## Information supplied
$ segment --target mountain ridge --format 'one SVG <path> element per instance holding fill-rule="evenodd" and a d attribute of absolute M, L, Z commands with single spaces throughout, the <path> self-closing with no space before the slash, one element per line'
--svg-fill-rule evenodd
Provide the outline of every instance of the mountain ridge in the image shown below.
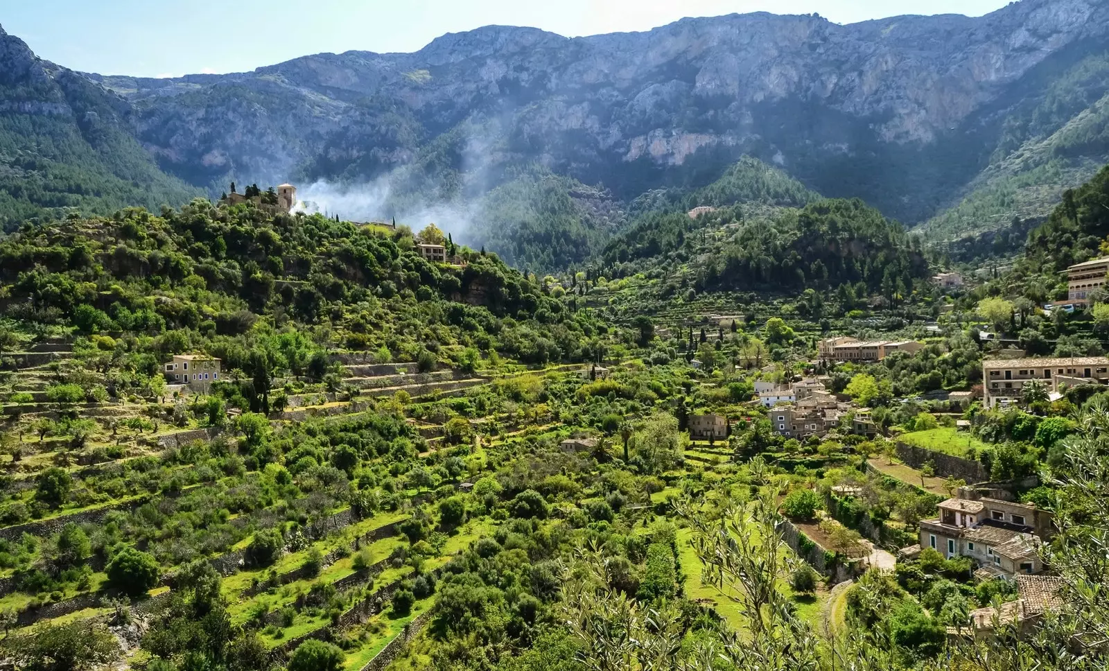
<path fill-rule="evenodd" d="M 691 193 L 751 155 L 912 225 L 1070 121 L 1022 135 L 1007 125 L 1051 94 L 1044 72 L 1069 72 L 1105 43 L 1106 9 L 1022 0 L 984 17 L 849 24 L 733 13 L 574 38 L 487 26 L 411 53 L 84 77 L 125 101 L 121 118 L 163 172 L 210 195 L 231 181 L 385 181 L 384 216 L 426 210 L 397 203 L 480 196 L 535 164 L 630 203 L 657 189 Z M 1067 161 L 1096 161 L 1090 152 Z M 1068 164 L 1052 189 L 1086 172 Z"/>

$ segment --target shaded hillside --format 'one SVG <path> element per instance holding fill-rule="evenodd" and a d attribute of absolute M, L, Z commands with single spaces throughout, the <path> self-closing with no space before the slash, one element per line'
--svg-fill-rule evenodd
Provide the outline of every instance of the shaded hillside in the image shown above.
<path fill-rule="evenodd" d="M 157 169 L 129 114 L 126 101 L 0 29 L 0 225 L 67 207 L 106 213 L 196 195 Z"/>
<path fill-rule="evenodd" d="M 1050 82 L 1103 52 L 1107 7 L 1022 0 L 980 18 L 851 26 L 735 14 L 576 39 L 486 27 L 416 53 L 325 53 L 171 81 L 94 77 L 134 102 L 139 136 L 163 167 L 201 186 L 372 181 L 464 132 L 464 160 L 435 182 L 491 187 L 507 166 L 540 163 L 631 201 L 704 185 L 750 154 L 912 223 L 1105 93 L 1093 74 L 1075 75 L 1092 99 L 1054 96 Z M 1059 184 L 1080 176 L 1064 172 Z"/>
<path fill-rule="evenodd" d="M 1005 116 L 989 165 L 955 206 L 922 226 L 928 238 L 1044 221 L 1064 191 L 1109 162 L 1109 53 L 1067 58 L 1039 69 L 1042 93 Z"/>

## What you have to do
Format the records above as a two-column CSV with the header "instruction,outline", one row for each request. Put the request text and its answer each in one quoted field with line breaks replaced by spaces, and leave out the pictures.

## Output of the exercise
instruction,outline
"$ segment --target mountain ridge --format 'one SVG <path> element per instance holding fill-rule=""evenodd"" and a d attribute of absolute M, L, Z commands with single spaces throughout, the <path> self-closing with no space before the slash, one element per line' --svg-fill-rule evenodd Provide the outline of every instance of the mountain ridge in the image shown below.","<path fill-rule=""evenodd"" d=""M 691 193 L 751 155 L 912 225 L 1070 121 L 1022 135 L 1007 125 L 1051 94 L 1044 72 L 1069 72 L 1105 43 L 1106 9 L 1022 0 L 984 17 L 849 24 L 733 13 L 574 38 L 487 26 L 411 53 L 84 77 L 125 101 L 121 118 L 163 172 L 210 195 L 231 181 L 385 181 L 384 216 L 426 210 L 397 203 L 480 196 L 535 164 L 630 203 L 657 189 Z M 1067 161 L 1096 161 L 1090 152 Z M 1068 164 L 1052 189 L 1086 172 Z""/>"
"$ segment --target shaded hillside --format 'one SVG <path> element per instance holding fill-rule=""evenodd"" and a d attribute of absolute M, L, Z commands with single spaces throughout, the <path> self-closing with no space before the slash, one element per line' --svg-fill-rule evenodd Provide the outline of every instance of the shaded hillside in the image shown above.","<path fill-rule=""evenodd"" d=""M 157 169 L 129 114 L 126 101 L 0 29 L 0 225 L 67 207 L 106 213 L 196 195 Z""/> <path fill-rule=""evenodd"" d=""M 1050 82 L 1103 52 L 1107 7 L 1022 0 L 980 18 L 851 26 L 735 14 L 576 39 L 486 27 L 416 53 L 325 53 L 171 81 L 94 77 L 134 102 L 139 136 L 163 167 L 201 186 L 372 181 L 464 132 L 464 160 L 435 182 L 491 187 L 507 166 L 540 163 L 631 201 L 704 185 L 750 154 L 912 223 L 1105 93 L 1093 74 L 1075 75 L 1092 99 L 1054 96 Z M 1059 184 L 1080 176 L 1064 172 Z""/> <path fill-rule=""evenodd"" d=""M 1005 116 L 989 165 L 955 206 L 922 226 L 928 238 L 1044 221 L 1064 191 L 1109 162 L 1109 53 L 1067 58 L 1039 69 L 1042 93 Z""/>"